### Exercise aim
Print the entries that appear below, exactly as written and without their pictures.

##### Exercise data

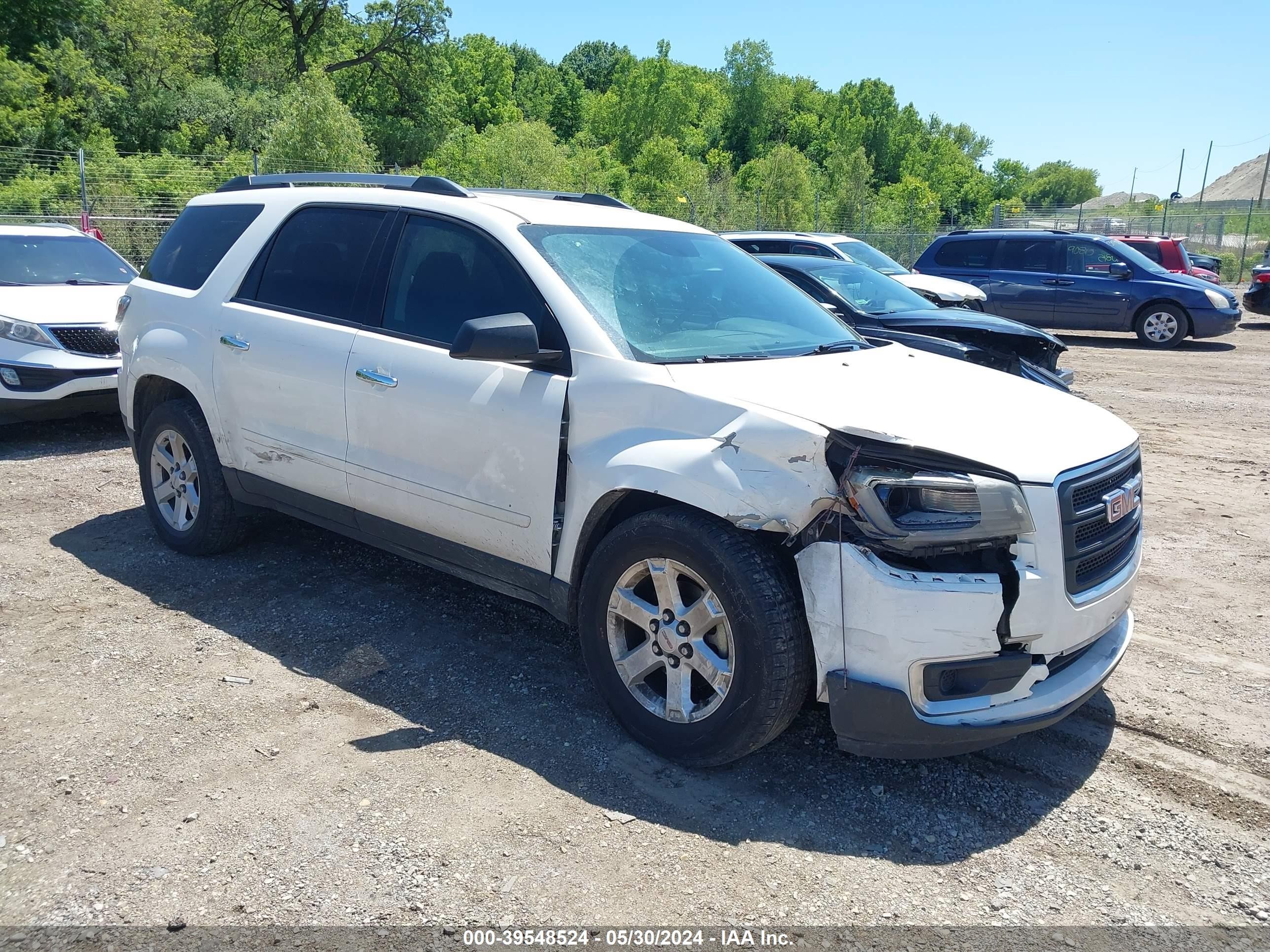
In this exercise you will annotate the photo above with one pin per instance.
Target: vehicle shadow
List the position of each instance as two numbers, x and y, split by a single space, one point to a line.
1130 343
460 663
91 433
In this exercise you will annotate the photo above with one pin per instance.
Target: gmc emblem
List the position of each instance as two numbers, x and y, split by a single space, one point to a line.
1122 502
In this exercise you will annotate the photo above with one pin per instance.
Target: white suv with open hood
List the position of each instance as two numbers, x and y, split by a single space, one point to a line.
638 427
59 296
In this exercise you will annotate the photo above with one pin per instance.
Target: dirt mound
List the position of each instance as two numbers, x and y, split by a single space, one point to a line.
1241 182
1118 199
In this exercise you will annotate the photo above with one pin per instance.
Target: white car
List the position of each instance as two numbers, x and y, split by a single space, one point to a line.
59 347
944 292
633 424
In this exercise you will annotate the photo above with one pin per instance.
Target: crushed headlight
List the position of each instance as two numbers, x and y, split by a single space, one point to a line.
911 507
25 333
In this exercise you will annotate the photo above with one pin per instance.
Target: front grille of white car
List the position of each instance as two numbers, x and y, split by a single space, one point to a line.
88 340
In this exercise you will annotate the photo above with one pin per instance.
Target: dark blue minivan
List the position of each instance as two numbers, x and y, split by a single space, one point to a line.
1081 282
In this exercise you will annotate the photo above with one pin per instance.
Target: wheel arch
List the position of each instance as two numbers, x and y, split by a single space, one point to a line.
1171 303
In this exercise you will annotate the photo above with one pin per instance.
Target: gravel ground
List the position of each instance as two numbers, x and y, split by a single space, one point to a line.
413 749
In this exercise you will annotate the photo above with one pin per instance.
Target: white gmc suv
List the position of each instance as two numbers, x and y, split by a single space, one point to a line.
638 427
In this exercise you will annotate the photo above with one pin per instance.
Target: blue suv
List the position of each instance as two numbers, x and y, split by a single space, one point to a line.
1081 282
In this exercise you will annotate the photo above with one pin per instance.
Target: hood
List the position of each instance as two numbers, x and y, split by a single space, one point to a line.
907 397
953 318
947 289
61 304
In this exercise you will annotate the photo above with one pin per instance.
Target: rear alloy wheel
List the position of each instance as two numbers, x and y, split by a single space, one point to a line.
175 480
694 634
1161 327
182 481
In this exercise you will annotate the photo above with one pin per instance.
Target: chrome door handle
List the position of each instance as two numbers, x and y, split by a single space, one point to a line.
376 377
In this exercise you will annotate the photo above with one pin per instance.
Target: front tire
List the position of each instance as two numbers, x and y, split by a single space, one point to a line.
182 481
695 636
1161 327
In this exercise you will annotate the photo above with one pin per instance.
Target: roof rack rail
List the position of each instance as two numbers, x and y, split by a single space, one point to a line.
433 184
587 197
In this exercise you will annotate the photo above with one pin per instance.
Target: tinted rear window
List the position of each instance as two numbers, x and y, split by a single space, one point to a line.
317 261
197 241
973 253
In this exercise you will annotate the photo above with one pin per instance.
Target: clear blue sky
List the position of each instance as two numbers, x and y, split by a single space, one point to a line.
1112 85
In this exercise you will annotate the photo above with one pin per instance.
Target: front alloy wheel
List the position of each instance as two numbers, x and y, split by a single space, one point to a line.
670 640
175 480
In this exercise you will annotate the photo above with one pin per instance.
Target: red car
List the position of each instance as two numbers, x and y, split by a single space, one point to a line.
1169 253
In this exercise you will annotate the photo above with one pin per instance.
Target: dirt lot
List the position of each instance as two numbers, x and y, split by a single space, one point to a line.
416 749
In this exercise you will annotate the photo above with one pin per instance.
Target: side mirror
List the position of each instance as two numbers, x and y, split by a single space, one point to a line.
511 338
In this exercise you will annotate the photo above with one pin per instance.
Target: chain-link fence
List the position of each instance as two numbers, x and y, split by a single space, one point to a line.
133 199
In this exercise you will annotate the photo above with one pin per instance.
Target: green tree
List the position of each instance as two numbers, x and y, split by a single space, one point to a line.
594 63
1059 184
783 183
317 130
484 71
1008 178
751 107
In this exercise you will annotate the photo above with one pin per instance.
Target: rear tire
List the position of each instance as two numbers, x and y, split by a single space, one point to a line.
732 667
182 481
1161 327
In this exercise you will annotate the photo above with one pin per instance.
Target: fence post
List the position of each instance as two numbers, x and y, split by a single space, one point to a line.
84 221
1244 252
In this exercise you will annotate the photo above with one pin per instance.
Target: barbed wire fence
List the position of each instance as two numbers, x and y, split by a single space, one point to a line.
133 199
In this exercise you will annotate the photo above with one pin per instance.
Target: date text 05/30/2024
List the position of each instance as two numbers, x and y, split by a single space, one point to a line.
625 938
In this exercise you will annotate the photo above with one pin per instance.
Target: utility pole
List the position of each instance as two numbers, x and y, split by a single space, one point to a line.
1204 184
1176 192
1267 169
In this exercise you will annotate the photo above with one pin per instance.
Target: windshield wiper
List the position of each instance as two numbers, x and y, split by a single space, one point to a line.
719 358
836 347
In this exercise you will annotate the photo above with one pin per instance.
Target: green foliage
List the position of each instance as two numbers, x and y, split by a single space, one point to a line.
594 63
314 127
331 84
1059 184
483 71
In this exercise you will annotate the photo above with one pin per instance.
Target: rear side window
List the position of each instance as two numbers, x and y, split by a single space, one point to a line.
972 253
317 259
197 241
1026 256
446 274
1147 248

##########

### Written reply
In this exercise you will annotate the photo above with one pin per instance.
Target: vehicle shadow
List the position of each instance as two numbers, x and y, split by a single space, one point to a line.
1130 343
460 663
91 433
In this exercise you will annotate the photo above with one pin per instance.
Target: gmc emblem
List the position of each instance as two numbers, x and y, split by a single space, one point to a line.
1122 502
In this exercise you will annotate the photo above with one pin per instance.
Target: white suv with open hood
List the position of each instance as two numbers, x and y, split by a single space, one point to a line.
638 427
59 296
In this exercise you will annotate the photo above with one pin per instance.
Target: dirt mound
List the position of each instance as two numbers, x and y, split by a single space, one point to a line.
1241 182
1118 199
In this exercise you will annotate the photo above with one pin per instance.
Target: white car
List the position of each instance as two numbers, x and y, split by a single space, one point to a line.
59 347
944 292
633 424
In this exercise you will annotate the photo above with one pin per instance.
Target: crushed headlight
List the position of each instance as two numbers, x and y, split by a single space, one point to a line.
911 507
25 333
In this exercise you will annotate the photo above with one pin per instance.
Target: front grille of white car
List the position of each instance as two numbers, x and y, split by a single space, one point to a line.
88 340
In this exercise you will annotate the photo above with one pin per instance.
Target: dark blue minivan
List the position of each instance as two numbers, x and y, split by a single space, one point to a line.
1081 282
In this exercise you will annotate the photo above with one pin per instance.
Target: wheel arch
List the position of each instance as two numbers, x and y, split by a single space, one point to a line.
1171 303
In this exercise you will annotate the photo above with one pin per instance.
Target: gravel ground
List the position of each instance as two numbers, x and y, split by a single space, one point to a line.
413 749
In this exercise you will annotate the photo above with one pin per instance.
Target: white gmc suv
List the position of each instance as two numbers, x and y, split by a single space, one point to a line.
638 427
In this exercise you will annotate the photo above with one pin per instance.
Target: blue suv
List the position of each instance as two numbers, x and y, split by a single space, one point to a line.
1081 282
In this exercise you will annotate the photo above with one pin per instance.
Target: hood
List the position of each instance as two numbers, x and y, split by a single space, one point to a line.
907 397
953 318
947 289
61 304
In this exercise you will annotate the photo above with one pin per instance.
Target: rear alloy wheel
List the position of each instance as two numbers, x and y, split by a single space, one point to a line.
175 480
694 634
1161 327
182 481
In this exercise you will annotate the photo above with one pin per instance.
Target: chrome door handle
List the position of each instance as two numbers, x and y, split by a single space, one point to a line.
376 377
In this exercise you will annotate the photo above with one pin per instance.
Target: front tire
List the position of each instance as two numbers, x and y, split by a single space, one point to a line.
182 481
695 636
1161 327
In this exercise you will annotate the photo above with one pin per instance.
Target: roof rack rail
List the position of each instance as two numbers, x and y, split by a single space, one point to a line.
433 184
587 197
In this exercise you will annotate the photo above with one pin per instance.
Target: tinted rear window
List the position of each instance as two numbers, x and y, split by a single space, one point to a line.
317 261
197 241
973 253
In this exercise you will annotate the photo above with one pin per instance.
Target: clear blue sky
List the position of each instance as two numbers, x and y, split by a single space, one point to a line.
1112 85
In this exercise you will annotate the photo above with one pin per instance.
Target: front alloy wheel
List the position of each instance as two numbers, x and y, split by a single space, one point to a line.
670 640
175 480
In this exercise you will annotate the photo above with one pin per instance.
Target: red car
List the position of each instance as two numbers, x and y, split by a single space, one point to a line.
1169 253
In this exercise you will annotate the photo above with one pin per instance.
Target: dirt lot
List the position of each instance as two numbers, x and y, split by a single space, one point to a line.
416 749
In this exercise you will annotate the photo above with one pin per instance.
Target: side mirror
List the position of each instance as two numbers, x and y, split by a single space, one point to a line.
511 338
In this exercise you will annotate the photo above with one pin per instance.
Target: chain-link fence
List the position of each instance as two numbers, x and y, split by a single space, one point to a line.
133 199
In this exercise you will annotate the photo above with one pin per instance.
Target: green tree
List the position of each instance as two numbers, x and y, split by a single space, one point to a line.
594 63
1059 184
783 183
317 130
484 71
1008 178
751 107
In this exercise you will annotate the photo above with one pin per instance.
Target: rear tire
List the position of each instance as two numbers, x and y, split by a single space, one point to a line.
732 667
182 481
1161 327
In this exercise you will annotate the photo above with one pin per instance.
Target: fence post
List the position of each instance as two numbers, x and y, split by a single space, one point to a line.
84 221
1244 252
In this exercise you will annotate the photo above with one pin per instance.
Target: barbed wire fence
List the position of each instance as two numbers, x and y, split by a single space, one point to a line.
133 199
In this exercise you will annotate the photo above with one pin per instance.
Target: date text 05/30/2024
List the position of each instance as two numbers, x and y, split by a single space, one point to a line.
625 938
In this exercise you will annotate the photo above with one pin per instance.
Target: utility pole
List the position of each instance as two numbers, x and y, split by a single space, one point to a line.
1204 184
1176 192
1267 169
In this exercise you will annotate the photo above with one pin per instance.
Target: windshield wiper
List the position of each instance as two numbers, x and y, split by a single space, one point to a line.
719 358
836 347
In this exercise you will annotate the photo above with one pin per instance.
Target: green foliage
List the position of each instance as two numbers, x and y, split by a single space, one point to a line.
594 63
314 127
331 84
1059 184
483 71
In this exercise you will annotate the photo above with one pin per instance.
Target: rear side window
List the position of each instance as two numbers, x and y, split by a single space, one point to a line.
972 253
317 259
197 241
1026 256
446 274
1147 248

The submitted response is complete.